::: THE INPUT :::

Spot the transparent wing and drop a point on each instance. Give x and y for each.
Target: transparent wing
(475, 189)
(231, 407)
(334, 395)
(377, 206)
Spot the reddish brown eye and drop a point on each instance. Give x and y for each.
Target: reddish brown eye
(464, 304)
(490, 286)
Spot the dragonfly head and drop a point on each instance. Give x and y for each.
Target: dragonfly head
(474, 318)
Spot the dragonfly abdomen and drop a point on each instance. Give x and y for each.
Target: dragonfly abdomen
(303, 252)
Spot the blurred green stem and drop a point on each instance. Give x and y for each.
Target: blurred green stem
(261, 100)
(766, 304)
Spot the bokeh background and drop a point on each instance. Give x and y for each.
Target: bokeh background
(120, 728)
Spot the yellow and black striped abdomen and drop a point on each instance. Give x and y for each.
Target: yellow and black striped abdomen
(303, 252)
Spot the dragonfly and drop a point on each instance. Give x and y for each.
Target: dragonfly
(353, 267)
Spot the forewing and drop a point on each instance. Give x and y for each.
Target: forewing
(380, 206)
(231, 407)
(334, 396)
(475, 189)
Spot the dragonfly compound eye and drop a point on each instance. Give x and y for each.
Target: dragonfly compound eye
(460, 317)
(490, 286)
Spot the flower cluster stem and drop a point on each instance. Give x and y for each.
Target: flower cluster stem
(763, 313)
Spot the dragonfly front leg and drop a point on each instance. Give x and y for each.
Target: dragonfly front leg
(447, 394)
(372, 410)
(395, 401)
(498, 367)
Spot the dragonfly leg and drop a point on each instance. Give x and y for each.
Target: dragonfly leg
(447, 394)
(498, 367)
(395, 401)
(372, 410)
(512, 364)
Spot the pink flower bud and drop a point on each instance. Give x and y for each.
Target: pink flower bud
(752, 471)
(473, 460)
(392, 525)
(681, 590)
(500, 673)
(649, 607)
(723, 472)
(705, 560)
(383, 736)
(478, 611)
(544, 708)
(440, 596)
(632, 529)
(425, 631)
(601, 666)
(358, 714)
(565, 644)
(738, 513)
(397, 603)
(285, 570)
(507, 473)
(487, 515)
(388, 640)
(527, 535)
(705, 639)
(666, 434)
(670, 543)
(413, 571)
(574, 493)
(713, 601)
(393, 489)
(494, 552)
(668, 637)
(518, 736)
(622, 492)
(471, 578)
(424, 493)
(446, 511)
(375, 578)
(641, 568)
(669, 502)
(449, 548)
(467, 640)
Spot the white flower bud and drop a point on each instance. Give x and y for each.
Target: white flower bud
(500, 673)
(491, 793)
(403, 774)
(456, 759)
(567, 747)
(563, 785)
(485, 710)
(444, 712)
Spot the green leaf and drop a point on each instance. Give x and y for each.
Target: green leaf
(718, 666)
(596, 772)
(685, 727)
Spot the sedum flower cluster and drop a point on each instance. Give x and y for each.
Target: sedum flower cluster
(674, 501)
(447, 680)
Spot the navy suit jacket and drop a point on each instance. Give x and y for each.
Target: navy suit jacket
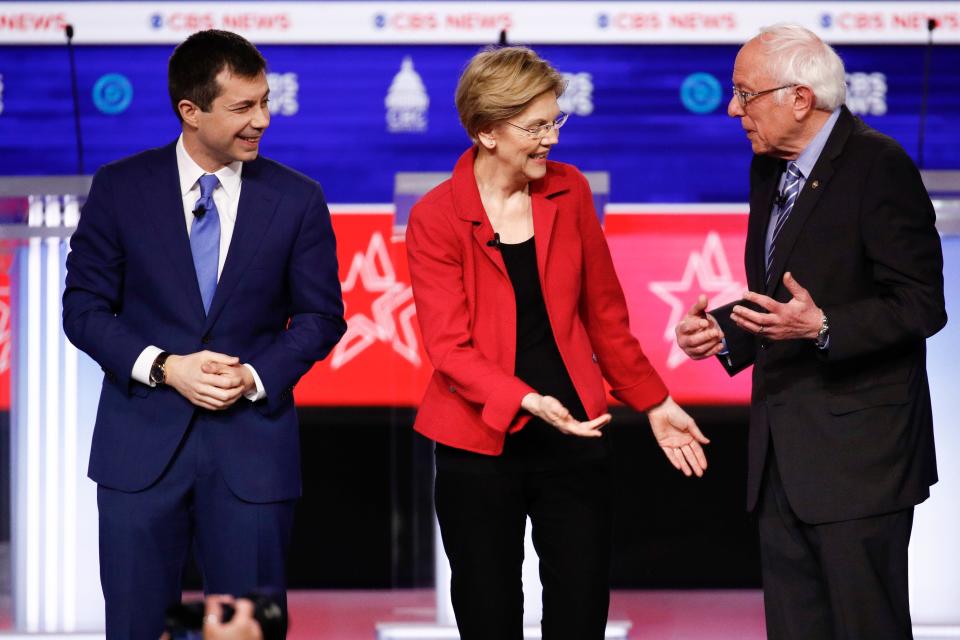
(131, 283)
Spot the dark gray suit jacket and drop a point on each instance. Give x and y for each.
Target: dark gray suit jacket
(851, 426)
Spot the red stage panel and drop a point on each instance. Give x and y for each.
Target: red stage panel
(665, 257)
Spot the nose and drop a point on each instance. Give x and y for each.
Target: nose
(551, 138)
(261, 117)
(734, 108)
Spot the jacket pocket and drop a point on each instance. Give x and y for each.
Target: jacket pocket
(887, 395)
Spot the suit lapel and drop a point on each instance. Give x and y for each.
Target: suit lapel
(817, 182)
(544, 216)
(160, 192)
(258, 203)
(761, 203)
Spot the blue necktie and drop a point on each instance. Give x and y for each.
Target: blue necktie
(791, 189)
(205, 239)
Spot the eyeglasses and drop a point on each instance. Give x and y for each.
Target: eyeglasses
(544, 129)
(746, 96)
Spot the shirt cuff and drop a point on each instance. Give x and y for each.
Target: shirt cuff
(141, 368)
(255, 394)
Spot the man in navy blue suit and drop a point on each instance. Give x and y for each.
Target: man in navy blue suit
(203, 280)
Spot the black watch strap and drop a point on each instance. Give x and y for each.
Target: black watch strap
(158, 373)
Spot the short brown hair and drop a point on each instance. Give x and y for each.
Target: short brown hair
(499, 83)
(197, 61)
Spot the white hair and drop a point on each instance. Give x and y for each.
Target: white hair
(796, 55)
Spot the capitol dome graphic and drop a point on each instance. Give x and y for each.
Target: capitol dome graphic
(407, 100)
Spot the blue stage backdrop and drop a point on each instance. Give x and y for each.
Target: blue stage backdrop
(352, 116)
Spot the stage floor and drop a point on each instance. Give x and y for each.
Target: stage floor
(655, 615)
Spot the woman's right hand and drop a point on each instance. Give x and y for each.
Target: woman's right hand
(551, 411)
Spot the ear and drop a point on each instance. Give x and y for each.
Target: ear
(804, 101)
(487, 139)
(189, 112)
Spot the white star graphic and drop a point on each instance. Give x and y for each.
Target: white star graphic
(374, 270)
(710, 269)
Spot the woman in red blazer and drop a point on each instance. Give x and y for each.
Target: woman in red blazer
(523, 317)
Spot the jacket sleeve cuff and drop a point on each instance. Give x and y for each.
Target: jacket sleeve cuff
(645, 394)
(502, 408)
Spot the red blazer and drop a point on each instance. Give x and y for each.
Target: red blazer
(467, 310)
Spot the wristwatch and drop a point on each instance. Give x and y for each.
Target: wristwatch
(158, 373)
(824, 332)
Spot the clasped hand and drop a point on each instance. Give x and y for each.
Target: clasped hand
(700, 336)
(799, 318)
(208, 379)
(552, 411)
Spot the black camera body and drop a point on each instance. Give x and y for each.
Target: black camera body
(184, 621)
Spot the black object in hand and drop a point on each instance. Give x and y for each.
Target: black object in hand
(184, 621)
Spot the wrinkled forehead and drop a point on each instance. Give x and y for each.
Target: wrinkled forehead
(749, 69)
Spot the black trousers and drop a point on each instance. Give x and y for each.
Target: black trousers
(836, 581)
(482, 522)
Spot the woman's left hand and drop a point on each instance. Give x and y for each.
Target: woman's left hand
(679, 437)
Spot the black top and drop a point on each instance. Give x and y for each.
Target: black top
(538, 446)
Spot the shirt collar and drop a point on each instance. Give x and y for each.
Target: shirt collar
(190, 172)
(808, 158)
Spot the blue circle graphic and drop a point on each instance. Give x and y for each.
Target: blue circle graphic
(701, 92)
(112, 93)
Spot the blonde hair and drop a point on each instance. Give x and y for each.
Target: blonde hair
(499, 83)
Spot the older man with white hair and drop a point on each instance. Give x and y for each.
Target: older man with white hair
(845, 269)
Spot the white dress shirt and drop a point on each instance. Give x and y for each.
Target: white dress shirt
(227, 198)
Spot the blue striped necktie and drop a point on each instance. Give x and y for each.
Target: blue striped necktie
(791, 189)
(205, 239)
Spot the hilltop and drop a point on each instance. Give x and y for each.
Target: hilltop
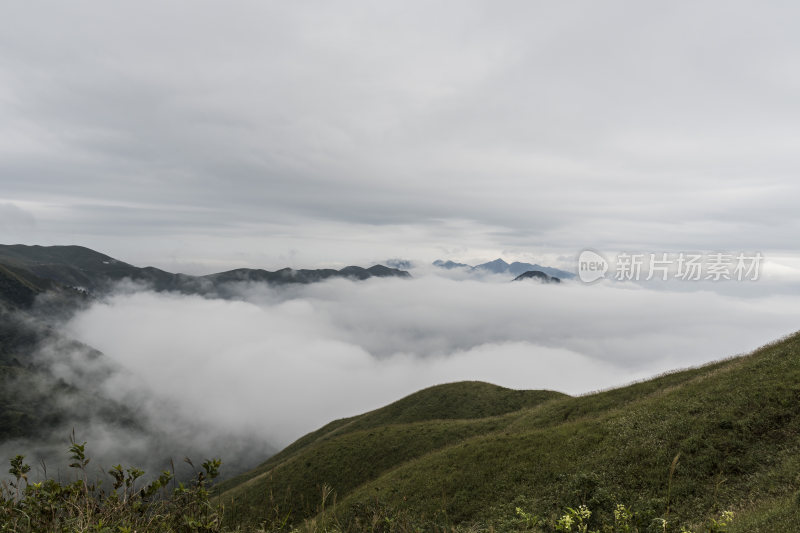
(470, 453)
(77, 267)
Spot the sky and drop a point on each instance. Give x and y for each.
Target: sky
(200, 136)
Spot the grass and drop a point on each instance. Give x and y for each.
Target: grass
(684, 452)
(735, 424)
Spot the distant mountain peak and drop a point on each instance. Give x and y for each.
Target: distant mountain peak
(537, 275)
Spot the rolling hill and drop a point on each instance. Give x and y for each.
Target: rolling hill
(471, 453)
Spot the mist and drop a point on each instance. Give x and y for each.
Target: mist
(276, 362)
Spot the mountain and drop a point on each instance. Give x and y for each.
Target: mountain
(498, 266)
(449, 265)
(537, 275)
(47, 267)
(683, 446)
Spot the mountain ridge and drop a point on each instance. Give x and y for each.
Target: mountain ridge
(499, 266)
(82, 268)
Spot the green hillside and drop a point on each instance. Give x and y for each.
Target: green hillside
(471, 453)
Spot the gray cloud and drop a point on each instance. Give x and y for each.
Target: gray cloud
(552, 126)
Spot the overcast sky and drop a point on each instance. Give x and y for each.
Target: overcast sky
(197, 136)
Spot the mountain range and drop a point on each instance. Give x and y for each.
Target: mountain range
(499, 266)
(678, 450)
(28, 270)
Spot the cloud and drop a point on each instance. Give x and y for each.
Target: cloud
(280, 362)
(466, 126)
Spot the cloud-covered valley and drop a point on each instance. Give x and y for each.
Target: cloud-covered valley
(279, 362)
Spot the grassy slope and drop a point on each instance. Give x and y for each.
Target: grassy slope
(348, 452)
(736, 424)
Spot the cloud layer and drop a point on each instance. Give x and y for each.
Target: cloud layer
(281, 362)
(227, 130)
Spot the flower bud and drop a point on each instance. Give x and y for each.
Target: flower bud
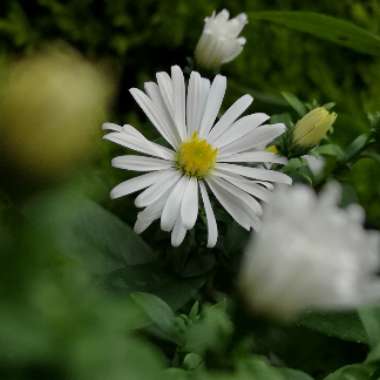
(219, 42)
(313, 127)
(51, 108)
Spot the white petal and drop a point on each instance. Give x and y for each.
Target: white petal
(178, 233)
(232, 204)
(155, 94)
(135, 184)
(253, 206)
(153, 212)
(140, 163)
(258, 156)
(153, 113)
(189, 207)
(256, 173)
(245, 184)
(172, 206)
(130, 138)
(241, 128)
(229, 117)
(179, 100)
(212, 227)
(154, 192)
(267, 185)
(194, 108)
(214, 101)
(111, 127)
(166, 88)
(260, 136)
(234, 50)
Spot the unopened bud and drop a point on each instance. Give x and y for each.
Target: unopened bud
(313, 127)
(220, 42)
(52, 105)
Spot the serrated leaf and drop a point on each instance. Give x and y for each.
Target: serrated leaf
(89, 234)
(158, 312)
(353, 372)
(329, 28)
(151, 278)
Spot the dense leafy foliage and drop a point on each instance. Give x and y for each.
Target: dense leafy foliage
(84, 297)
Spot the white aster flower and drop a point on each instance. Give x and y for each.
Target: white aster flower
(310, 254)
(219, 42)
(203, 155)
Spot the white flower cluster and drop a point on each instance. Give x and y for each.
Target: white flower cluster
(310, 254)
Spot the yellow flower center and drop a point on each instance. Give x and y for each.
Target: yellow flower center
(196, 157)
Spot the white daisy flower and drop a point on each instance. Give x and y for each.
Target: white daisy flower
(220, 42)
(310, 254)
(202, 155)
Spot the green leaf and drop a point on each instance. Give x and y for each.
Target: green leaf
(259, 369)
(370, 316)
(329, 28)
(357, 146)
(353, 372)
(295, 103)
(151, 278)
(346, 326)
(292, 374)
(88, 233)
(158, 312)
(332, 150)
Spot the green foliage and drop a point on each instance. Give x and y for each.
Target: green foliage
(84, 297)
(330, 28)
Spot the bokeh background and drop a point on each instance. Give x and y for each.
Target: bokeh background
(73, 61)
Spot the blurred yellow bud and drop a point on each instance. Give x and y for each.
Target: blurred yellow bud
(313, 127)
(51, 108)
(272, 149)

:::

▶ _EXERCISE REQUIREMENTS_: Every line from the one containing "Spot the flower bud" through the last line of the data is to be retyped exactly, with nothing added and no pictures included.

▶ _CORRECT RESULT_:
Spot the flower bud and drop a point on each instance. Give x and y for each.
Target: flower bud
(219, 42)
(313, 127)
(51, 108)
Spot the white petal and drop a point on each instance. Give x and y for each.
Target: white petal
(178, 233)
(232, 204)
(155, 94)
(135, 184)
(253, 206)
(153, 212)
(140, 163)
(258, 156)
(153, 113)
(189, 207)
(256, 173)
(245, 184)
(172, 206)
(130, 138)
(241, 128)
(229, 117)
(179, 100)
(212, 227)
(154, 192)
(267, 185)
(194, 108)
(214, 101)
(111, 127)
(166, 88)
(260, 136)
(234, 50)
Spot the unopened bud and drop a point on each instance. Give x and y for each.
Target: unopened bud
(313, 127)
(220, 42)
(52, 105)
Spot the serrated leaf and drop a point on each instance. Give x and y for each.
Target: serrated leaf
(89, 234)
(158, 312)
(353, 372)
(329, 28)
(151, 278)
Spot the dense leafy foliage and drop a point on each instance. Give x and y for each.
Target: dense leafy foliage
(84, 297)
Spot the white aster flower and drop a point on each instance. Give x and y for each.
Target: white aster flower
(310, 254)
(219, 42)
(203, 155)
Spot the white flower cluster and drop a point on each instance. Give x and y for each.
Target: white flower cluster
(310, 254)
Spot the yellow flower center and drop a point on each instance. Give x and y for each.
Target: yellow flower center
(196, 157)
Spot the white daisy flower and drop a point on each instance. Give x and y for each.
Target: white daisy flower
(220, 42)
(310, 254)
(202, 155)
Spot the green leaf and drop a point on each instance. Give x and y for each.
Target: green leaf
(259, 369)
(370, 316)
(329, 28)
(357, 146)
(353, 372)
(295, 103)
(151, 278)
(346, 326)
(292, 374)
(88, 233)
(158, 312)
(332, 150)
Spot the green foliage and drop a point on each instance. Give x and y for each.
Target: green foliage
(84, 297)
(330, 28)
Spot the bokeh background and drop a point on each instance. Give x and y for each.
Target: bokeh background
(73, 61)
Spot the blurred yellow bud and drop a point on each instance. Give x and y for each.
Target: blurred yellow bud
(313, 127)
(51, 108)
(272, 149)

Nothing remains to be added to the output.